• Assignment
From the first line of the listing, copy each line exactly until you have included the line with "[tag] blueberry calyx: a pin per instance"; leave out the pictures.
--
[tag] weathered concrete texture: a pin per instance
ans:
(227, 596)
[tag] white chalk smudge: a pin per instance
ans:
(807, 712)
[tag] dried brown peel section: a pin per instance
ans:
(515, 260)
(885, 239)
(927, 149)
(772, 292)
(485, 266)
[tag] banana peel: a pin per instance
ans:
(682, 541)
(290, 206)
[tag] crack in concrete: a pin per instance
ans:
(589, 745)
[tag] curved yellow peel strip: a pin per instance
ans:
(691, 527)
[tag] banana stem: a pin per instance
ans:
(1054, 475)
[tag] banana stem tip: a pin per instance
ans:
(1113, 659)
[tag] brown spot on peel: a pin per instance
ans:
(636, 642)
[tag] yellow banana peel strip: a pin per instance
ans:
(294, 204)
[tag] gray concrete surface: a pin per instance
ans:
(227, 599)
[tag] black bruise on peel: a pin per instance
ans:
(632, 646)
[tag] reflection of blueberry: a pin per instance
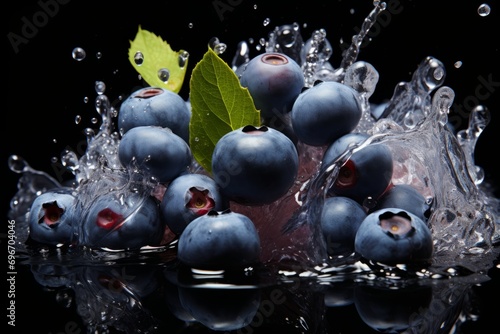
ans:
(274, 80)
(126, 221)
(392, 236)
(188, 197)
(156, 150)
(219, 240)
(367, 173)
(406, 197)
(392, 310)
(340, 219)
(158, 107)
(221, 309)
(255, 165)
(325, 112)
(51, 217)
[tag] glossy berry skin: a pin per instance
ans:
(51, 217)
(367, 173)
(340, 219)
(393, 236)
(219, 240)
(189, 196)
(325, 112)
(274, 81)
(155, 106)
(406, 197)
(157, 151)
(123, 221)
(254, 166)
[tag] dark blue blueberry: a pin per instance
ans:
(340, 219)
(325, 112)
(255, 166)
(274, 81)
(156, 150)
(155, 106)
(393, 236)
(219, 240)
(368, 171)
(123, 221)
(51, 219)
(188, 197)
(406, 197)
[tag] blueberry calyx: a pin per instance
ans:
(108, 219)
(148, 93)
(52, 214)
(199, 201)
(274, 59)
(396, 225)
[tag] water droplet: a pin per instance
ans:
(183, 57)
(163, 74)
(100, 87)
(78, 54)
(484, 10)
(138, 58)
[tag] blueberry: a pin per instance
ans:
(155, 150)
(393, 236)
(340, 219)
(51, 217)
(254, 166)
(219, 240)
(274, 81)
(155, 106)
(368, 171)
(188, 197)
(325, 112)
(123, 221)
(220, 309)
(406, 197)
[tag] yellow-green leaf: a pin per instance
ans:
(219, 105)
(151, 56)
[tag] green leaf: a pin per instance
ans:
(157, 55)
(219, 105)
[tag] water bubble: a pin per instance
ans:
(100, 87)
(138, 58)
(183, 57)
(163, 74)
(78, 54)
(484, 10)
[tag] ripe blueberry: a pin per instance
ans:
(274, 81)
(155, 106)
(254, 165)
(325, 112)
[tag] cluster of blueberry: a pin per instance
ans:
(252, 166)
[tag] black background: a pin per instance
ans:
(46, 86)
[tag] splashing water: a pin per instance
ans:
(413, 124)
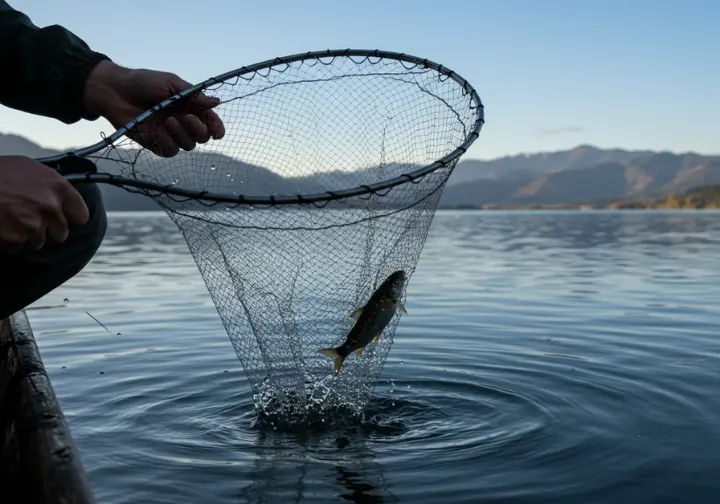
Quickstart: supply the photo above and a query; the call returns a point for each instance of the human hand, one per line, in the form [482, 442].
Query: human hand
[121, 94]
[37, 205]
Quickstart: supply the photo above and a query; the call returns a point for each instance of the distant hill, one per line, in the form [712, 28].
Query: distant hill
[707, 197]
[580, 175]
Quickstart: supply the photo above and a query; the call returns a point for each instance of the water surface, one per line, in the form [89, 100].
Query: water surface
[565, 357]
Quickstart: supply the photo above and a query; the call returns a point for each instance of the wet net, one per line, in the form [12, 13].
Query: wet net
[341, 159]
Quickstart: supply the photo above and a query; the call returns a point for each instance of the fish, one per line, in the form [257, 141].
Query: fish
[371, 319]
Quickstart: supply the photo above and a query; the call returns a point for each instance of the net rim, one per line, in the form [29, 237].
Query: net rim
[324, 197]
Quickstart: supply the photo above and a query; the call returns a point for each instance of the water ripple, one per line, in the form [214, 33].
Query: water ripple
[547, 357]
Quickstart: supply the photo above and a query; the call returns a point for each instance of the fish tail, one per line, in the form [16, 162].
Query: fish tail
[334, 354]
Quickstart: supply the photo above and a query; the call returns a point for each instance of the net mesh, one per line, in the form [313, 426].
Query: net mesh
[284, 279]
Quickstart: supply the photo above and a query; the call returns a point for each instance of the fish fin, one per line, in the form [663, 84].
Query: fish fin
[333, 354]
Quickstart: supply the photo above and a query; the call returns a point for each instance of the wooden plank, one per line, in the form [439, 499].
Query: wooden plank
[39, 463]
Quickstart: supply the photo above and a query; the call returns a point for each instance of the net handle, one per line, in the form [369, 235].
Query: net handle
[90, 175]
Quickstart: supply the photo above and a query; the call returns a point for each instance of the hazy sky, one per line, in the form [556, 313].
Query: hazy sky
[551, 73]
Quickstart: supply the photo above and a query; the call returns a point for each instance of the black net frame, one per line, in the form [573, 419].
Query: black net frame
[326, 182]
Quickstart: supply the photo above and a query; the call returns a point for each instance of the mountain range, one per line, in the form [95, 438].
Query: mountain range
[585, 174]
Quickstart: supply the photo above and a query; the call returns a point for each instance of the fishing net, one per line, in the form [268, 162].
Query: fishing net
[378, 135]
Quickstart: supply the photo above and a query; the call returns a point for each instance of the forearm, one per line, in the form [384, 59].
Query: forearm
[43, 70]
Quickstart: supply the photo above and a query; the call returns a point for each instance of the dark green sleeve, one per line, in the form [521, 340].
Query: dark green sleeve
[43, 70]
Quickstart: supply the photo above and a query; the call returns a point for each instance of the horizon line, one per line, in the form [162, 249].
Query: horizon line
[464, 158]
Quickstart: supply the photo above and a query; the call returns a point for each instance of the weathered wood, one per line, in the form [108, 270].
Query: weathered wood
[38, 458]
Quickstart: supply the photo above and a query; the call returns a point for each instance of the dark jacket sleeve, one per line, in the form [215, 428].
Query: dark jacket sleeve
[43, 70]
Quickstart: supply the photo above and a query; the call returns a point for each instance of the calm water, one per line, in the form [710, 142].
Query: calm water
[565, 357]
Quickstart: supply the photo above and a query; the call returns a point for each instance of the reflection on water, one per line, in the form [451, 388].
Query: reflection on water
[557, 357]
[290, 466]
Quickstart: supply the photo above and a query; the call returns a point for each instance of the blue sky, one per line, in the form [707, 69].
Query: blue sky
[552, 74]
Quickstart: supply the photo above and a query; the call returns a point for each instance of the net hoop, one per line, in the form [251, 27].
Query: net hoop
[321, 198]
--
• Solution to this problem
[tag] weathered concrete texture: a pin per instance
ans:
(227, 596)
[tag] white chalk smudge: a pin per instance
ans:
(807, 712)
[tag] dried brown peel section: a pin per instance
ans:
(515, 260)
(885, 239)
(927, 149)
(772, 292)
(485, 266)
[tag] banana peel: a pin per instance
ans:
(682, 541)
(290, 206)
[tag] crack in concrete: a pin per instance
ans:
(589, 745)
[tag] curved yellow peel strip: a pin per instance
ans:
(691, 527)
[tag] banana stem: a pin per instance
ans:
(1054, 475)
[tag] banana stem tip: a pin per instance
ans:
(1113, 659)
[tag] brown spot on peel: a pin per instance
ans:
(636, 642)
[tag] yellow banana peel strip: a pin per instance
ans:
(294, 204)
[tag] gray concrete surface: a pin per instance
ans:
(227, 599)
[tag] black bruise on peel: a pin per instance
ans:
(632, 646)
[tag] reflection of blueberry: a pin per instance
ans:
(274, 80)
(126, 221)
(392, 236)
(188, 197)
(156, 150)
(219, 240)
(367, 173)
(406, 197)
(392, 310)
(340, 219)
(158, 107)
(221, 309)
(255, 165)
(325, 112)
(51, 217)
[tag] glossy berry skin: a pin per instance
ans:
(51, 217)
(367, 173)
(340, 219)
(393, 236)
(219, 240)
(189, 196)
(325, 112)
(274, 81)
(155, 106)
(406, 197)
(157, 151)
(123, 221)
(254, 166)
[tag] dark blue blueberry: a pin per instance
ans:
(340, 219)
(325, 112)
(255, 166)
(274, 81)
(156, 150)
(155, 106)
(393, 236)
(219, 240)
(368, 171)
(123, 221)
(51, 219)
(188, 197)
(406, 197)
[tag] blueberry calyx: a pin per instance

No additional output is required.